-- BEGIN Selection --

In emulator mode, RCCE_wtime() directly maps to omp_get_wtime(), which works with a resolution of either 1us or 1ns, depending on the availability of clock_gettime() on your system. I suspect you end up with the lower resolution here... See if you can use this function instead of RCCE_wtime():
struct timespec ts;
return ts.tv_sec + ts.tv_nsec/1e9;
I tried and it still gives me a different result each run (always around 0.01 second now).
Clock resolution (given by clock_getres()) is
I have a feeling this is not what I need.
I am trying to understand how many clock-cycles it takes the SCC to finish a code block of mine.
What tools do you have for performance measuring?
Unless you find a way to count the number of processor cycles, it's probably the best bet to use clock_gettime with a high-resolution time source. It looks like the clock you're using is tied to the resolution provided by the kernel's system timer. One additional thing you could try out is replace CLOCK_MONOTONIC with CLOCK_PROCESS_CPUTIME_ID or CLOCK_THREAD_CPUTIME_ID. Both should have a higher resolution (1ns on my system). Repeat your measurements a couple times and see how long it takes on average.
Have you actually tried to use RCCE_wtime() on the SCC?
Regarding performance tools, I've seen some discussion about porting PAPI to the SCC. Perhaps you can look into that.
Why aren't you using the instruction to read the timestamp register? Read before, read after, diffference is number of clocks for execution.Will work on SCC and on the emulator. Take the lowest of several passes through the code to deal with interrupts that may fall within your block.

-- END Selection --

What this exercise asks:
**a.** According to the thread on timing code on the SCC, what function does RCCE_wtime() map to in emulator mode?
**b.** Set out the records as a numbered list, starting with their first line and going on through the line containing "left=0, top=78, right=640, bottom=368". Skip blank lines and leave out the pictures.

-- BEGIN Rows --

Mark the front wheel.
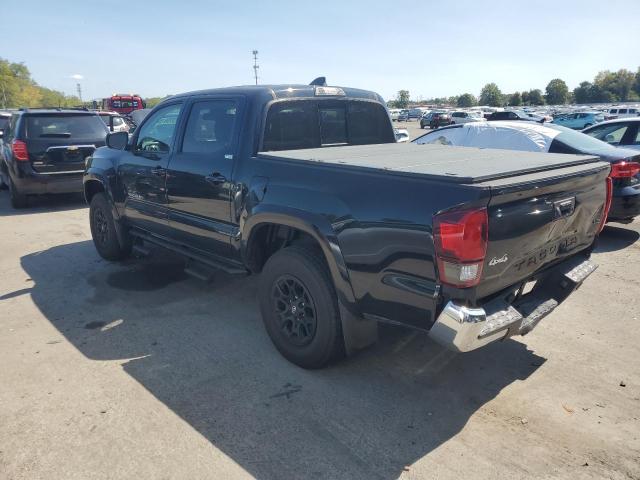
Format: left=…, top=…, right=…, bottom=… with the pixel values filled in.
left=89, top=193, right=132, bottom=260
left=258, top=246, right=344, bottom=368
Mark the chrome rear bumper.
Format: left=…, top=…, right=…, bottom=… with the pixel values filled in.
left=429, top=257, right=597, bottom=352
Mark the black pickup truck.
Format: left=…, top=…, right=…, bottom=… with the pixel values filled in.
left=84, top=81, right=610, bottom=368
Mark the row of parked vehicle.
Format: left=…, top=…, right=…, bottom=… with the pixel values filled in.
left=0, top=108, right=148, bottom=208
left=0, top=78, right=640, bottom=368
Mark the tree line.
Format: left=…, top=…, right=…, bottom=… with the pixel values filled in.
left=0, top=58, right=81, bottom=108
left=389, top=68, right=640, bottom=108
left=0, top=58, right=167, bottom=109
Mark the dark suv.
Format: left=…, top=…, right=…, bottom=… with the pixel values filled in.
left=0, top=109, right=109, bottom=208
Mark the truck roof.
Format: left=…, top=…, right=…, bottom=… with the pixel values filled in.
left=170, top=84, right=384, bottom=103
left=259, top=143, right=607, bottom=184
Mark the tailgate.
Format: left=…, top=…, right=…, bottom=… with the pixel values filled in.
left=29, top=141, right=96, bottom=173
left=476, top=162, right=610, bottom=298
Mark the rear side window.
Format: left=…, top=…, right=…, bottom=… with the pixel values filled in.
left=262, top=100, right=395, bottom=151
left=586, top=123, right=629, bottom=145
left=25, top=114, right=108, bottom=140
left=263, top=101, right=320, bottom=152
left=182, top=100, right=238, bottom=153
left=347, top=102, right=395, bottom=145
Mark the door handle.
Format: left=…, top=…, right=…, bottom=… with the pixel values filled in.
left=204, top=172, right=227, bottom=185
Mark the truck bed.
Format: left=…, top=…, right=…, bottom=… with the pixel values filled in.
left=259, top=143, right=599, bottom=184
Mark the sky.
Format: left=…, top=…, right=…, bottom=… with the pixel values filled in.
left=5, top=0, right=640, bottom=100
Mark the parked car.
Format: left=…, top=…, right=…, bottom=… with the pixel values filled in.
left=429, top=112, right=451, bottom=128
left=582, top=117, right=640, bottom=150
left=451, top=111, right=486, bottom=125
left=414, top=122, right=640, bottom=223
left=409, top=108, right=424, bottom=120
left=605, top=107, right=640, bottom=120
left=393, top=128, right=409, bottom=143
left=487, top=110, right=543, bottom=123
left=84, top=81, right=609, bottom=368
left=552, top=112, right=604, bottom=130
left=0, top=109, right=109, bottom=208
left=97, top=111, right=129, bottom=132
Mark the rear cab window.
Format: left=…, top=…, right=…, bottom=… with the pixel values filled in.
left=261, top=99, right=396, bottom=151
left=25, top=113, right=108, bottom=140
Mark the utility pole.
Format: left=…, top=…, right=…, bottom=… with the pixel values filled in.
left=253, top=50, right=260, bottom=85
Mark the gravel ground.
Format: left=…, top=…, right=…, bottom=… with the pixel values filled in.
left=0, top=185, right=640, bottom=480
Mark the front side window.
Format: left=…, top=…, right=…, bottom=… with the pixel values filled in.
left=136, top=103, right=182, bottom=153
left=182, top=100, right=238, bottom=153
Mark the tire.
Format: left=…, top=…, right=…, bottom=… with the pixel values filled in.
left=258, top=246, right=344, bottom=369
left=8, top=175, right=27, bottom=209
left=89, top=193, right=132, bottom=261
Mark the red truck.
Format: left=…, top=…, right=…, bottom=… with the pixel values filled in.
left=102, top=93, right=145, bottom=114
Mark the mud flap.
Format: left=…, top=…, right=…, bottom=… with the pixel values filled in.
left=338, top=301, right=378, bottom=355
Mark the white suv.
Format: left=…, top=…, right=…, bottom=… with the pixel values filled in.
left=451, top=111, right=486, bottom=125
left=606, top=107, right=640, bottom=120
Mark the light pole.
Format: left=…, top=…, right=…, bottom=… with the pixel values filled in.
left=252, top=50, right=260, bottom=85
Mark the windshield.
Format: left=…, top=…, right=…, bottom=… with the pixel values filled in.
left=545, top=123, right=617, bottom=155
left=26, top=114, right=108, bottom=140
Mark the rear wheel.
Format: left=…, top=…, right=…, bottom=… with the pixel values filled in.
left=258, top=246, right=344, bottom=368
left=7, top=176, right=27, bottom=208
left=89, top=193, right=132, bottom=260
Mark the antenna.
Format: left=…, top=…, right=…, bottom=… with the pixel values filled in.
left=252, top=50, right=260, bottom=85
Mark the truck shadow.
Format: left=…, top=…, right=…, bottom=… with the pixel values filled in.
left=594, top=225, right=640, bottom=253
left=18, top=241, right=545, bottom=479
left=0, top=190, right=87, bottom=217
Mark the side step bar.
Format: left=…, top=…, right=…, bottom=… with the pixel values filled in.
left=129, top=229, right=249, bottom=278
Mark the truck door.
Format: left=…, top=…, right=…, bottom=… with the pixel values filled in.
left=118, top=103, right=182, bottom=235
left=167, top=97, right=243, bottom=256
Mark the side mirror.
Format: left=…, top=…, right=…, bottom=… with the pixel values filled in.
left=107, top=132, right=129, bottom=150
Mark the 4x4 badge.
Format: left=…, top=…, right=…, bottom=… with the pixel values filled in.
left=489, top=253, right=509, bottom=267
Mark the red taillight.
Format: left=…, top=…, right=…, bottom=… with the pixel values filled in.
left=433, top=208, right=489, bottom=287
left=598, top=177, right=613, bottom=233
left=611, top=161, right=640, bottom=178
left=11, top=140, right=29, bottom=162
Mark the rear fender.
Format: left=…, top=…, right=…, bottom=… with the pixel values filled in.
left=241, top=204, right=377, bottom=354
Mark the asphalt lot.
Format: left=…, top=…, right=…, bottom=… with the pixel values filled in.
left=0, top=185, right=640, bottom=480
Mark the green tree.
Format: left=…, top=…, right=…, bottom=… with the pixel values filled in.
left=395, top=90, right=410, bottom=108
left=456, top=93, right=478, bottom=108
left=527, top=88, right=544, bottom=105
left=480, top=83, right=503, bottom=107
left=573, top=82, right=593, bottom=103
left=546, top=78, right=569, bottom=105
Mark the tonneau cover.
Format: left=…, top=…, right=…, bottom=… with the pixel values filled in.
left=259, top=143, right=599, bottom=184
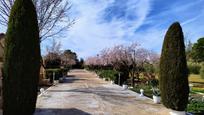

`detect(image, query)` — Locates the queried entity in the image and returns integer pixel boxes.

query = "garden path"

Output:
[34,70,168,115]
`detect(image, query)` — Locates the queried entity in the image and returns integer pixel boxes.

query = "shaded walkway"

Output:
[35,70,168,115]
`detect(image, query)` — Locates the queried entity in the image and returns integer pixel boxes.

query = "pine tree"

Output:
[160,22,189,111]
[3,0,40,115]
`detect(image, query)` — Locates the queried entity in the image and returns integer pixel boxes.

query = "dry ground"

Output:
[35,70,168,115]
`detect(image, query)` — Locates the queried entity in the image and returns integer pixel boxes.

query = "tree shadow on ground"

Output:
[34,108,91,115]
[63,75,85,83]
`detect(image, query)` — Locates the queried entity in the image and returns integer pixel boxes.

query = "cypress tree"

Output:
[160,22,189,111]
[3,0,40,115]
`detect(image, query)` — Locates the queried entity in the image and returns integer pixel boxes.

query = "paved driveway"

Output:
[35,70,168,115]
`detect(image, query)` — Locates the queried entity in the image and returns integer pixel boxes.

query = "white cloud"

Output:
[62,0,150,57]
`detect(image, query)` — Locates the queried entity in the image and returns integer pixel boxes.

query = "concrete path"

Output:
[35,70,168,115]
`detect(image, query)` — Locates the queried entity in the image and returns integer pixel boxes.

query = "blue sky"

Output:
[1,0,204,58]
[61,0,204,57]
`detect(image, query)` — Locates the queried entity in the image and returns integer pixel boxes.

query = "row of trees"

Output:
[43,39,83,68]
[85,43,159,85]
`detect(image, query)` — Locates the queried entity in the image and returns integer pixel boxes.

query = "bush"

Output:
[188,62,201,74]
[200,64,204,79]
[159,22,189,111]
[187,100,204,115]
[3,0,41,115]
[46,69,64,83]
[131,84,152,98]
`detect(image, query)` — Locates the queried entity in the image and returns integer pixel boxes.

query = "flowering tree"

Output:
[85,43,159,85]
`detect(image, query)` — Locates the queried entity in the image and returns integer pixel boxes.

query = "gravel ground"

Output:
[34,70,169,115]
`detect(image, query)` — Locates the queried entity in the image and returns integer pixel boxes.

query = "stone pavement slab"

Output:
[34,70,169,115]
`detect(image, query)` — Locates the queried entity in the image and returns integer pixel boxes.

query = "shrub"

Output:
[200,64,204,79]
[187,100,204,115]
[3,0,41,115]
[188,63,201,74]
[159,22,189,111]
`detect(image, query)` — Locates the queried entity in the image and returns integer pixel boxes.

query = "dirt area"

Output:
[35,70,168,115]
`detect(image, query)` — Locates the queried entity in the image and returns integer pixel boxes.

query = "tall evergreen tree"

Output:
[160,22,189,111]
[3,0,40,115]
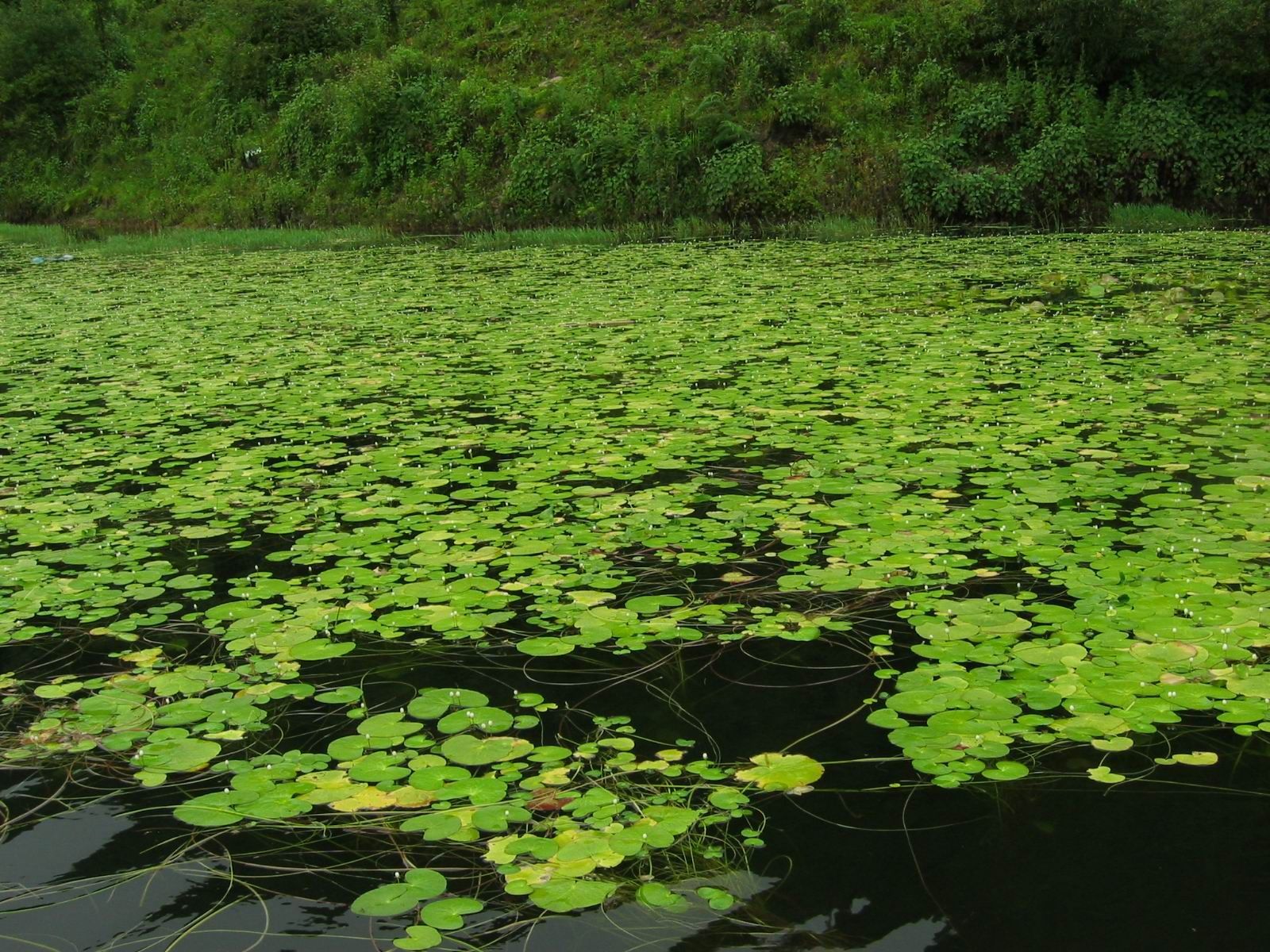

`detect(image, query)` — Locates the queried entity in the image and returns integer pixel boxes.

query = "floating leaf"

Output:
[734,754,824,791]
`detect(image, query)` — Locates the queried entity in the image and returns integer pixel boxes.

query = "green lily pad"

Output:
[733,754,824,791]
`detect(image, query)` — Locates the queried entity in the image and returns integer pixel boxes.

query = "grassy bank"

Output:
[0,205,1246,256]
[0,0,1270,232]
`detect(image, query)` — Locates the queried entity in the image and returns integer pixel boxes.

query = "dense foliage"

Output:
[0,0,1270,231]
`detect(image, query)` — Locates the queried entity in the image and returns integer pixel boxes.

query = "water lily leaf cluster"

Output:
[0,232,1270,948]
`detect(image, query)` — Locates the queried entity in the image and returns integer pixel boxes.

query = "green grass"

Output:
[0,225,396,256]
[1107,205,1214,231]
[0,222,74,250]
[456,216,887,251]
[0,216,894,256]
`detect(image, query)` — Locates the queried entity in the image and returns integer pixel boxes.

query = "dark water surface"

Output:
[0,235,1270,952]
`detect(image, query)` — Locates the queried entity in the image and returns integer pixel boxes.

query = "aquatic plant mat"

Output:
[0,233,1270,952]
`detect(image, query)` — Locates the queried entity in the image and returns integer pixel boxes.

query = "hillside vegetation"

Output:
[0,0,1270,232]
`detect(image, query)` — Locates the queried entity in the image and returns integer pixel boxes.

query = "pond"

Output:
[0,232,1270,952]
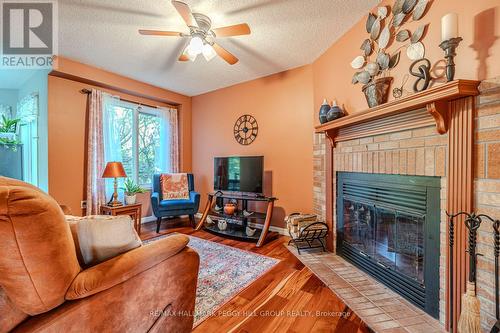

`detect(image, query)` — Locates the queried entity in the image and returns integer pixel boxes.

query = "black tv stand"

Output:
[196,191,278,247]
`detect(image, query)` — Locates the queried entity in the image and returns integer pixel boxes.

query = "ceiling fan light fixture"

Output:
[184,46,198,61]
[202,43,217,61]
[189,35,203,55]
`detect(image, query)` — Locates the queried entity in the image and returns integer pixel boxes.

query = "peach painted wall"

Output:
[312,0,500,115]
[48,59,192,216]
[192,66,313,226]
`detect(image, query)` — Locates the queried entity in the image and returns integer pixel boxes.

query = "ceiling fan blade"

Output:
[212,23,251,37]
[172,0,198,28]
[212,43,238,65]
[139,29,182,37]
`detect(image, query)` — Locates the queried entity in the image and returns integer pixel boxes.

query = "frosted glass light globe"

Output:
[189,36,203,55]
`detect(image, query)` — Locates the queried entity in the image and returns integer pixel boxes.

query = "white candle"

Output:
[441,13,458,42]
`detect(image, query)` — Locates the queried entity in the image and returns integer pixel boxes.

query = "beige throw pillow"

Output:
[66,215,142,266]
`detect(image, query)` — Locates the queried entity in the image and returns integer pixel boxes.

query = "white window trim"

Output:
[104,96,166,190]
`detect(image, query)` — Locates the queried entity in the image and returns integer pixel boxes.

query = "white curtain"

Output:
[157,107,180,173]
[103,94,126,200]
[86,89,106,215]
[15,92,39,186]
[0,104,12,119]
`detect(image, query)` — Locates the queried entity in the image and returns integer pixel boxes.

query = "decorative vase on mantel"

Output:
[326,101,344,121]
[361,77,393,108]
[319,98,330,124]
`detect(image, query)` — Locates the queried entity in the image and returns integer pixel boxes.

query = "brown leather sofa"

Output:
[0,177,199,332]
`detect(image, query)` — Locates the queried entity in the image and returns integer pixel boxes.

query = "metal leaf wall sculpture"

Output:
[351,0,429,84]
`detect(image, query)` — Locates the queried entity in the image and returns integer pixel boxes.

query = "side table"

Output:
[100,204,142,236]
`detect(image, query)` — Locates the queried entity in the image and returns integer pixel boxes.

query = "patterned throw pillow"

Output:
[160,173,189,200]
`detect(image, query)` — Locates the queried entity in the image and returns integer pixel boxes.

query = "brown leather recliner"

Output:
[0,177,199,332]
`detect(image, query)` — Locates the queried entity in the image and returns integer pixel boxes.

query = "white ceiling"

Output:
[59,0,379,96]
[0,69,39,89]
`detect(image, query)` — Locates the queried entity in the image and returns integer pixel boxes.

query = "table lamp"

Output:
[102,162,127,207]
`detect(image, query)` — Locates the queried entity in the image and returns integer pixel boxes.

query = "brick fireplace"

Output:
[313,79,500,328]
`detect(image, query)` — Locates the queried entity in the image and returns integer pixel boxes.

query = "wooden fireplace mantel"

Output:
[315,80,480,142]
[315,80,480,332]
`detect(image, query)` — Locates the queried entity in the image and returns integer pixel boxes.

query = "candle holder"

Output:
[439,37,462,82]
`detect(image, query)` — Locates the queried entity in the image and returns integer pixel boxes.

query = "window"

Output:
[103,97,177,187]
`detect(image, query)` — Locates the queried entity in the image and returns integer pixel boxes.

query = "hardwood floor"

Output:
[141,219,371,333]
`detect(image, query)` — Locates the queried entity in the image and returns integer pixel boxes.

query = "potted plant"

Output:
[351,0,428,108]
[121,178,146,205]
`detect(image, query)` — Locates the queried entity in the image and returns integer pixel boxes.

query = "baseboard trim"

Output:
[195,213,288,236]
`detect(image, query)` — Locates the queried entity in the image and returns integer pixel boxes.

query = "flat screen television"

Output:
[214,156,264,194]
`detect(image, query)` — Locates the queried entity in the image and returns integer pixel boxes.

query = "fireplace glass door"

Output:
[337,172,440,317]
[343,204,425,284]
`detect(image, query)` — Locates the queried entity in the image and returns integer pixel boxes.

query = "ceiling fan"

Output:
[139,0,250,65]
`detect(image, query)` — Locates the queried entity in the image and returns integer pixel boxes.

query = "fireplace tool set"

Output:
[446,212,500,333]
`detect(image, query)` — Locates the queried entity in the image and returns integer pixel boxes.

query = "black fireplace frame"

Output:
[336,172,441,318]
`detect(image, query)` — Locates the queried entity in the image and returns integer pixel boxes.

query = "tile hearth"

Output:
[287,246,446,333]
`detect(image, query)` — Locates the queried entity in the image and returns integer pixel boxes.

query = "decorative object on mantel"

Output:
[233,114,259,146]
[439,13,462,82]
[410,58,431,92]
[351,0,428,108]
[361,77,392,108]
[446,212,500,333]
[326,100,344,121]
[245,227,257,237]
[392,74,409,99]
[316,80,479,137]
[315,79,480,327]
[319,98,331,124]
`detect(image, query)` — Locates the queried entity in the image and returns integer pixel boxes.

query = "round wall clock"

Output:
[234,114,259,146]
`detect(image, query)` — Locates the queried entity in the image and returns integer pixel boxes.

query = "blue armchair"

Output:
[151,173,200,233]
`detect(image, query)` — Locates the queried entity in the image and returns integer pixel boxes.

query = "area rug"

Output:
[144,234,279,327]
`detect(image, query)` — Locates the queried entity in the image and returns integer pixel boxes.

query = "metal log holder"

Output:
[479,214,500,333]
[446,212,500,333]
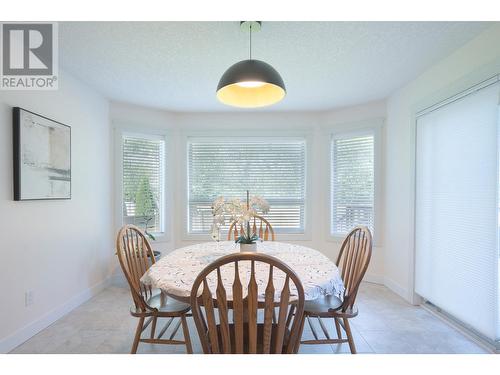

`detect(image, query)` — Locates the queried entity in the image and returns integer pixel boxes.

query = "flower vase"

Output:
[240,242,257,253]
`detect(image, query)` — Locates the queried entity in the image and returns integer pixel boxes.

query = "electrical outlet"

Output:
[24,290,35,307]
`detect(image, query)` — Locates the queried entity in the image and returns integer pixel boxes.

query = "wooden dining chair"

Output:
[116,225,193,354]
[191,253,304,354]
[301,226,372,354]
[227,215,275,241]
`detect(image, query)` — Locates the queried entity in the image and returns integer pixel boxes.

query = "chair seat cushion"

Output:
[130,293,191,315]
[304,295,342,315]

-- END Rows --

Task-by-task solutions:
**a.** omp_get_wtime()

**b.**
1. Mark the front wheel.
2. Format: left=…, top=…, right=…, bottom=… with the pixel values filled in.
3. left=89, top=193, right=132, bottom=260
4. left=258, top=246, right=344, bottom=368
5. Mark the chrome rear bumper.
6. Format: left=…, top=…, right=…, bottom=… with the pixel values filled in.
7. left=429, top=257, right=597, bottom=352
8. Mark the black pickup truck.
9. Format: left=…, top=…, right=…, bottom=… with the pixel values filled in.
10. left=84, top=81, right=610, bottom=368
11. Mark the row of parked vehicle.
12. Format: left=…, top=…, right=…, bottom=… with the pixel values filled in.
13. left=0, top=108, right=148, bottom=208
14. left=0, top=78, right=640, bottom=368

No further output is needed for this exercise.